- _Collection entries_
---------------
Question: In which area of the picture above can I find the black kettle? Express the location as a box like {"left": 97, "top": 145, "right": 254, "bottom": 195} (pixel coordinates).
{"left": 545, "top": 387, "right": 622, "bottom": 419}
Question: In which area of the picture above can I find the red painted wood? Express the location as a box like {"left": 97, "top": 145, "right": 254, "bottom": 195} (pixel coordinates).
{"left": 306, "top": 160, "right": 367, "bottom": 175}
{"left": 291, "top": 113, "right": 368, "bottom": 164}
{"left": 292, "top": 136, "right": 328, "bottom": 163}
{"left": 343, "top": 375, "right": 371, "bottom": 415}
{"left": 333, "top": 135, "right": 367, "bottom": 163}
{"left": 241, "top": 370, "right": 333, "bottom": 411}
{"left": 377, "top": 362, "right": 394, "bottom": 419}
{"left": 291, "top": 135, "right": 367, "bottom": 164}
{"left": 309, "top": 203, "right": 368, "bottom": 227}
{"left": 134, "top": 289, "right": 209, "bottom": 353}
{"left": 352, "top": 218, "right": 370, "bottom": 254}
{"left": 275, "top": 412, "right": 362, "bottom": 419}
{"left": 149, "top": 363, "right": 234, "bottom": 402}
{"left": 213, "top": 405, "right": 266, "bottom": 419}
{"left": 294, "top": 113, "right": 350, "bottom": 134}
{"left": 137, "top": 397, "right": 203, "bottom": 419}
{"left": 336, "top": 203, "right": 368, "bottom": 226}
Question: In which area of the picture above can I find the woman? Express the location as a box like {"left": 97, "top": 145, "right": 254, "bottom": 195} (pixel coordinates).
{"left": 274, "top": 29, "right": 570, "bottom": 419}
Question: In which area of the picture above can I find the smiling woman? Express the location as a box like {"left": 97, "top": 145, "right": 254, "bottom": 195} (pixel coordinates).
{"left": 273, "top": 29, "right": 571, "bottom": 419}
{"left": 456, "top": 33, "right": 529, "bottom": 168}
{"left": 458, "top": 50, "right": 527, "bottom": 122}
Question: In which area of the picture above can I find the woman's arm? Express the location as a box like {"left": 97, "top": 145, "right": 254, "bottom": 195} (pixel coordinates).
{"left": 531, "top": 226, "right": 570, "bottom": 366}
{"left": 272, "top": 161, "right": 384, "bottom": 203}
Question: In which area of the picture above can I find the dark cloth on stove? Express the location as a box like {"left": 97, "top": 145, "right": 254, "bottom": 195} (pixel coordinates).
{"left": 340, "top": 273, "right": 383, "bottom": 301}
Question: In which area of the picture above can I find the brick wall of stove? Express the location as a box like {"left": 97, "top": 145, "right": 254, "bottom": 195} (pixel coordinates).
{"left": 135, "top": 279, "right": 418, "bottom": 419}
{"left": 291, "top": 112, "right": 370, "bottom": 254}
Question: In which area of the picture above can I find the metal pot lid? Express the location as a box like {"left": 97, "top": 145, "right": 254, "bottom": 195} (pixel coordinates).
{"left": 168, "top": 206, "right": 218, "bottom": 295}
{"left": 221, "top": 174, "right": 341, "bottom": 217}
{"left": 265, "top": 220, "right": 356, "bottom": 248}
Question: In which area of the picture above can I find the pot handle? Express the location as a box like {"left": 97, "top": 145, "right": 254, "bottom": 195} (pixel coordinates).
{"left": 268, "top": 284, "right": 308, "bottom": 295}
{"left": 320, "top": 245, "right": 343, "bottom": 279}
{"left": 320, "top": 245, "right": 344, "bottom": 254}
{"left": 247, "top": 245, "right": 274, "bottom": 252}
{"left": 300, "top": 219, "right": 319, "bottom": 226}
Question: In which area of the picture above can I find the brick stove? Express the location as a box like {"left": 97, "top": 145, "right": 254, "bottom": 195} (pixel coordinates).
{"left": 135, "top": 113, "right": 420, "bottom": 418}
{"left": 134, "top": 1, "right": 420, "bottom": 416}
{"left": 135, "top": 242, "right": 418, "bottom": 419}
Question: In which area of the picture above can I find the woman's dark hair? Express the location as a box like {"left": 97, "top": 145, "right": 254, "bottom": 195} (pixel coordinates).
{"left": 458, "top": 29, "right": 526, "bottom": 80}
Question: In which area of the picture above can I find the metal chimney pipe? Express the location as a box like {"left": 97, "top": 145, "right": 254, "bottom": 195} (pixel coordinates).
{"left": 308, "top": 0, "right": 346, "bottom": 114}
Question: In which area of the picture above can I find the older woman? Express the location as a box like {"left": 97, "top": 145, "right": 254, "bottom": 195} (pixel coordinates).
---------------
- _WHAT THIS TASK INVOLVES_
Repeat the whole of the data verbatim, as it reads above.

- _TASK OUTPUT_
Question: In which area of the picture above can I find the black kettle? Express the location as a box like {"left": 97, "top": 145, "right": 254, "bottom": 195} (pixel coordinates).
{"left": 545, "top": 387, "right": 622, "bottom": 419}
Question: In which area of the picture above can I find the red painted wood? Express the location as a box like {"left": 97, "top": 145, "right": 254, "bottom": 195} (pixel coordinates).
{"left": 306, "top": 160, "right": 367, "bottom": 175}
{"left": 291, "top": 113, "right": 368, "bottom": 164}
{"left": 292, "top": 136, "right": 328, "bottom": 163}
{"left": 343, "top": 375, "right": 371, "bottom": 415}
{"left": 333, "top": 135, "right": 367, "bottom": 163}
{"left": 241, "top": 370, "right": 333, "bottom": 411}
{"left": 377, "top": 362, "right": 394, "bottom": 419}
{"left": 291, "top": 135, "right": 367, "bottom": 164}
{"left": 309, "top": 203, "right": 368, "bottom": 227}
{"left": 134, "top": 289, "right": 209, "bottom": 353}
{"left": 352, "top": 218, "right": 370, "bottom": 254}
{"left": 275, "top": 412, "right": 362, "bottom": 419}
{"left": 149, "top": 363, "right": 234, "bottom": 402}
{"left": 213, "top": 405, "right": 266, "bottom": 419}
{"left": 294, "top": 113, "right": 350, "bottom": 134}
{"left": 137, "top": 397, "right": 203, "bottom": 419}
{"left": 336, "top": 203, "right": 368, "bottom": 226}
Question: In which area of the picture above can I find the woman? Express the location as a box like {"left": 97, "top": 145, "right": 254, "bottom": 195} (pixel coordinates).
{"left": 274, "top": 29, "right": 570, "bottom": 419}
Question: In which area of the picture above can I find the smiling woman? Express the location as a box like {"left": 97, "top": 145, "right": 254, "bottom": 195} (pixel coordinates).
{"left": 273, "top": 29, "right": 571, "bottom": 419}
{"left": 456, "top": 33, "right": 529, "bottom": 168}
{"left": 458, "top": 50, "right": 527, "bottom": 122}
Question: In which area of the picture above can I find the woman's arm? Express the location as a box like {"left": 97, "top": 145, "right": 254, "bottom": 195} (pixel coordinates).
{"left": 531, "top": 226, "right": 570, "bottom": 366}
{"left": 272, "top": 161, "right": 384, "bottom": 203}
Question: In which area of the picture above can I find the dark cloth on stove? Express the location as a box like {"left": 97, "top": 145, "right": 254, "bottom": 195} (pixel coordinates).
{"left": 340, "top": 273, "right": 383, "bottom": 301}
Question: In which area of the picture above can I find the brick wall of stove? Express the location as a box like {"left": 97, "top": 145, "right": 254, "bottom": 195} (pixel coordinates).
{"left": 135, "top": 279, "right": 418, "bottom": 419}
{"left": 291, "top": 112, "right": 370, "bottom": 254}
Question: In which area of the picture above can I find the metal pot lid? Express the location as a box like {"left": 97, "top": 145, "right": 254, "bottom": 195} (pixel coordinates).
{"left": 168, "top": 206, "right": 218, "bottom": 295}
{"left": 221, "top": 174, "right": 341, "bottom": 217}
{"left": 265, "top": 220, "right": 356, "bottom": 248}
Question: In which area of the picture above can I find the pot handle? Express the location as a box like {"left": 97, "top": 145, "right": 254, "bottom": 195} (pixel coordinates).
{"left": 268, "top": 284, "right": 308, "bottom": 295}
{"left": 320, "top": 245, "right": 343, "bottom": 279}
{"left": 320, "top": 245, "right": 344, "bottom": 254}
{"left": 247, "top": 245, "right": 274, "bottom": 252}
{"left": 300, "top": 219, "right": 319, "bottom": 226}
Question: In which area of the picture above can I find the brick stove? Express the location as a box like {"left": 97, "top": 145, "right": 254, "bottom": 195} (pixel coordinates).
{"left": 135, "top": 113, "right": 420, "bottom": 418}
{"left": 134, "top": 1, "right": 420, "bottom": 416}
{"left": 135, "top": 242, "right": 418, "bottom": 419}
Question: In which area of the picture above can I find the woman's dark hair? Express the location as a box like {"left": 97, "top": 145, "right": 254, "bottom": 195} (pixel coordinates).
{"left": 458, "top": 29, "right": 526, "bottom": 80}
Question: In which area of the picture above can I find the metal chimney pipe? Express the location as a box like {"left": 97, "top": 145, "right": 254, "bottom": 195} (pixel coordinates).
{"left": 308, "top": 0, "right": 346, "bottom": 114}
Question: In which area of the picture above can I find the older woman? Express the location as a box like {"left": 97, "top": 145, "right": 254, "bottom": 195} (pixel coordinates).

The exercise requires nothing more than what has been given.